Excerpts from an object-pointing dataset
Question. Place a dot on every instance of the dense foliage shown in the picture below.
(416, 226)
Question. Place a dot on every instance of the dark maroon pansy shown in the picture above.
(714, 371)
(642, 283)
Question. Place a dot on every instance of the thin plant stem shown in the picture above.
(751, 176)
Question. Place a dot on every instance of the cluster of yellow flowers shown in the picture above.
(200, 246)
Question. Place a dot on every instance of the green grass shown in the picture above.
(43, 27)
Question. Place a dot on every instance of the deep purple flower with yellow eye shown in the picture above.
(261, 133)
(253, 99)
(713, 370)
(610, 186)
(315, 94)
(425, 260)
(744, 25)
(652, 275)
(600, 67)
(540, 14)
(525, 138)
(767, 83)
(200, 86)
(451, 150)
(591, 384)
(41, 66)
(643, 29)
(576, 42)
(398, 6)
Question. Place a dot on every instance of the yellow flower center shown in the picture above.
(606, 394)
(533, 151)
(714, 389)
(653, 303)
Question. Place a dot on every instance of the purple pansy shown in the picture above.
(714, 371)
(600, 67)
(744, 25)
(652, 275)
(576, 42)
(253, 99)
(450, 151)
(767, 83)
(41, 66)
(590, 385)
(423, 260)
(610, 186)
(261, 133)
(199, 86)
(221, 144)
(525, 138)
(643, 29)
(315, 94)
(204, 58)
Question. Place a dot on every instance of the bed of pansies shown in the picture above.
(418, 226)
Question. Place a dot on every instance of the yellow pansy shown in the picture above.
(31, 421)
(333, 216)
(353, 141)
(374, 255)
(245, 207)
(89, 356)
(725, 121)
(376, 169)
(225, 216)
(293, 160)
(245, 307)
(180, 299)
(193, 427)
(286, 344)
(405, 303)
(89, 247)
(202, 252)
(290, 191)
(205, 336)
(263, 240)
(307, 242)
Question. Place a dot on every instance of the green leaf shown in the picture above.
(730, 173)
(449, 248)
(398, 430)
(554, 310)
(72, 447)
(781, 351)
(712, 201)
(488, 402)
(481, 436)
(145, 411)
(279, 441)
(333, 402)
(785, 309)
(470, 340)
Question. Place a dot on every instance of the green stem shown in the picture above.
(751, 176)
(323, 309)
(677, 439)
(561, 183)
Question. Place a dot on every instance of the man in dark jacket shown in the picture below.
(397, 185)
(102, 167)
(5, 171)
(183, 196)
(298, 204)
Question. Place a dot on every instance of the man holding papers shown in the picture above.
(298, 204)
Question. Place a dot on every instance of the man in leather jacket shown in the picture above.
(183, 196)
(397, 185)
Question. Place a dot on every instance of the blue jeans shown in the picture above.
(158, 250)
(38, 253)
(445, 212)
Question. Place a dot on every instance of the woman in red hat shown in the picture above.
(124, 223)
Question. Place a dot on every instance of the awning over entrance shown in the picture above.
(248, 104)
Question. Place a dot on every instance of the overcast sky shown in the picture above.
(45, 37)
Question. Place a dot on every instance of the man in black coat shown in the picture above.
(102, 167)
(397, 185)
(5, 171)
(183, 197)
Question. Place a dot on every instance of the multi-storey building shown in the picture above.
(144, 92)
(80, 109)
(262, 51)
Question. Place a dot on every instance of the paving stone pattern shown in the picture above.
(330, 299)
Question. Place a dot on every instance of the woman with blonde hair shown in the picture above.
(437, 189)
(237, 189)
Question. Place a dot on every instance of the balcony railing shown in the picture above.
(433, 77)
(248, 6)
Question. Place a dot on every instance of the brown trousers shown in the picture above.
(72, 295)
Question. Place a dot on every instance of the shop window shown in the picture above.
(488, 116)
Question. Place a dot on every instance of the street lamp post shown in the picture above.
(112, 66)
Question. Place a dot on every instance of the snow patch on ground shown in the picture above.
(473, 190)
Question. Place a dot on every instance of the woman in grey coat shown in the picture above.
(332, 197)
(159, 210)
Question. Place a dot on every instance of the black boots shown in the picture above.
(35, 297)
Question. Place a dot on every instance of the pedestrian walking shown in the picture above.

_Your goal_
Reproduce all of the lines above verbatim, with no changes to wording, spacing, or order.

_Written solution_
Question. Place a dot on every instance of the dense foliage shown in the picture below.
(416, 226)
Question. Place a dot on every instance of the dark maroon pansy shown in the picture above.
(714, 371)
(642, 283)
Question. Place a dot on every instance of the thin plant stem shown in the picture above.
(751, 176)
Question. Place a dot on every instance of the cluster of yellow flowers shown in the picture above.
(200, 246)
Question. Place a dot on every instance of the green grass shown in the picture above.
(43, 27)
Question. Place a dot on every instance of the deep purple flower with yellow eye shown in the picture above.
(261, 133)
(253, 99)
(713, 370)
(610, 186)
(315, 94)
(425, 260)
(744, 25)
(652, 275)
(600, 67)
(540, 14)
(525, 138)
(767, 83)
(200, 86)
(451, 150)
(591, 384)
(41, 66)
(643, 29)
(576, 42)
(398, 6)
Question. Place a dot on every instance of the yellow flower center shown in the picture above.
(606, 394)
(533, 151)
(714, 389)
(653, 303)
Question. Place a dot on every instance of the purple pansy shown in the picture above.
(714, 371)
(600, 67)
(744, 25)
(652, 275)
(576, 42)
(253, 99)
(450, 151)
(767, 83)
(41, 66)
(590, 385)
(423, 260)
(610, 186)
(261, 133)
(199, 86)
(221, 144)
(525, 138)
(643, 29)
(315, 94)
(204, 58)
Question. Place a dot on every instance of the bed of pansies shown in the picture above.
(418, 226)
Question. Place a dot on every instance of the yellow pansy shown in the picture above.
(31, 421)
(333, 216)
(353, 141)
(374, 255)
(245, 207)
(89, 356)
(725, 121)
(376, 169)
(225, 216)
(293, 160)
(245, 307)
(180, 299)
(193, 427)
(286, 344)
(405, 303)
(89, 247)
(202, 252)
(290, 191)
(205, 336)
(263, 240)
(307, 242)
Question. Place a dot on every instance of the green leaf shown in the picture above.
(730, 173)
(449, 248)
(398, 430)
(554, 310)
(72, 447)
(781, 351)
(712, 201)
(488, 402)
(481, 436)
(145, 411)
(279, 441)
(333, 402)
(785, 309)
(470, 340)
Question. Place a dot on every instance of the green stem shown in the picture above.
(751, 176)
(323, 309)
(677, 439)
(561, 183)
Question. Place a dot on every instance of the man in dark jacket shown in the picture below.
(397, 185)
(102, 167)
(5, 171)
(183, 196)
(298, 204)
Question. Place a dot on every instance of the man holding papers shown in the picture above.
(298, 204)
Question. Place a dot on every instance of the man in leather jacket shown in the picture above.
(183, 196)
(397, 185)
Question. Place a dot on every instance of the blue jeans shown in the picture above.
(158, 250)
(38, 253)
(445, 212)
Question. Place a dot on every instance of the woman in red hat shown in the picture above.
(124, 223)
Question. Place a dot on every instance of the awning over entrance shown in the picture above.
(248, 104)
Question. Place a dot on every instance of the overcast sky shown in the picture above.
(45, 37)
Question. Place a dot on every instance of the man in black coat shown in the picture above.
(102, 167)
(397, 185)
(5, 171)
(183, 197)
Question. Place a dot on every instance of the multi-storey building shown in the picture above.
(144, 92)
(80, 109)
(262, 51)
Question. Place a dot on every instance of the paving stone pattern shown in the picture above.
(330, 299)
Question. Place a dot on every instance of the woman with blonde hair shown in the picture above.
(437, 189)
(237, 189)
Question. Place a dot on every instance of the balcony railing shown in the picture above.
(433, 77)
(248, 6)
Question. Place a dot on every instance of the brown trousers shown in the picture above.
(72, 295)
Question. Place a dot on every instance of the shop window shown in the picture above.
(488, 116)
Question. Place a dot on every instance of the street lamp post shown in the picture above.
(112, 66)
Question. Place a dot on every instance of the snow patch on ground shown in the picture above.
(473, 190)
Question. Place a dot on every instance of the woman in grey coat shown in the picture above.
(332, 197)
(159, 210)
Question. Place a dot on every instance of the black boots shown in the picture above.
(35, 297)
Question. Place a dot on every instance of the pedestrian walking shown in the picture above.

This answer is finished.